## EXCERTO DA FONTE:
Na sequência da apresentação pública da marca Natural.PT pelo Ministério do Ambiente, do Ordenamento do Território e Energia (MAOTE), a Quercus vem alertar para a existência de erros graves ao nível da proposta de operacionalização que, caso não sejam corrigidos, transformarão uma boa ideia num mau projeto de execução, gerando desperdício de dinheiros públicos.
Antes de mais, a Quercus discorda que a marca Natural.PT possa vir a ficar associada única e exclusivamente à Rede Nacional de Áreas Protegidas. Se esta marca quer ter uma relação direta com o conceito de “Turismo de Natureza”, não faz qualquer sentido que as restantes Áreas Classificadas sejam excluídas (em particular as áreas integradas na Rede Natura 2000), mesmo que apenas numa primeira fase, de uma discriminação positiva das políticas públicas. Trata-se de repetir o mesmo erro duas vezes, já que, durante anos, os agentes económicos e as populações dos territórios de Áreas Classificadas que não coincidiam com Áreas Protegidas ficaram injustificadamente de fora da possibilidade de usufruírem das ferramentas disponibilizadas pelo atual Programa Nacional Turismo de Natureza.

## TAREFAS A REALIZAR:
1) Transcreva do texto sobre a marca Natural.PT o trecho que abre com as palavras "Na sequência da" e fecha com "de dinheiros públicos.".
2) Segundo o texto sobre a marca Natural.PT, que entidade fez a apresentação pública da marca?
3) Retome o texto sobre a marca Natural.PT a partir do ponto em que ele para.
As linhas que se seguem provêm de outra fonte.

(Excerto do conjunto de dados)
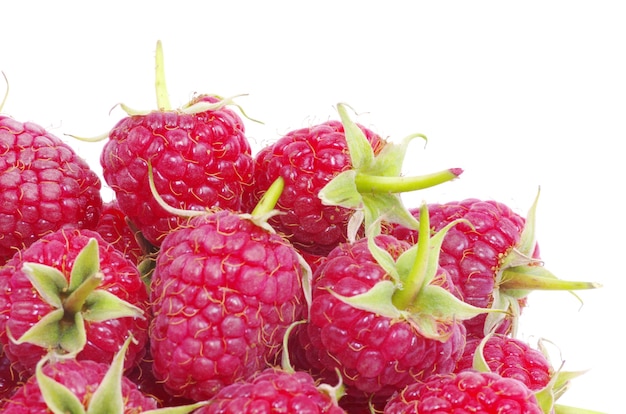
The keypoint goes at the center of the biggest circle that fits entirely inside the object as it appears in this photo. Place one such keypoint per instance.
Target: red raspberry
(376, 354)
(511, 358)
(200, 161)
(273, 391)
(94, 285)
(465, 392)
(224, 292)
(44, 185)
(307, 159)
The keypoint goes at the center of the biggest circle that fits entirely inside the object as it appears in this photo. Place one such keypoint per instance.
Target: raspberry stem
(366, 183)
(267, 203)
(406, 296)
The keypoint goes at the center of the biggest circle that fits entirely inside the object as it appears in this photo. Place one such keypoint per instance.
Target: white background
(519, 95)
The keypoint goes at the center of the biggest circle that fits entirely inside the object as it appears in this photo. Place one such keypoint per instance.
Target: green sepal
(374, 183)
(479, 362)
(180, 409)
(361, 152)
(86, 265)
(342, 191)
(48, 281)
(520, 273)
(74, 301)
(436, 309)
(565, 409)
(58, 398)
(519, 281)
(102, 305)
(108, 396)
(410, 294)
(376, 300)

## RESPOSTAS POR TAREFA:
1)
Na sequência da apresentação pública da marca Natural.PT pelo Ministério do Ambiente, do Ordenamento do Território e Energia (MAOTE), a Quercus vem alertar para a existência de erros graves ao nível da proposta de operacionalização que, caso não sejam corrigidos, transformarão uma boa ideia num mau projeto de execução, gerando desperdício de dinheiros públicos.

2) O Ministério do Ambiente, do Ordenamento do Território e Energia (MAOTE).

3)
Esta situação é ainda mais inaceitável tendo em conta que são patentes as restrições que impedem a implantação de usos e atividades incompatíveis com a conservação dos valores naturais e também porque hoje existem Municípios que querem transformar estas limitações em oportunidades, marcando a diferença em relação a outros territórios.
A Quercus vê também com apreensão que a organização da oferta se faça numa lógica de centralismo administrativo, de mero registo de produtos e serviços, e não numa lógica participativa e colaborativa entre os diversos agentes, a qual deveria resultar na atribuição de um certificado – a marca Natural.PT – à Área Classificada.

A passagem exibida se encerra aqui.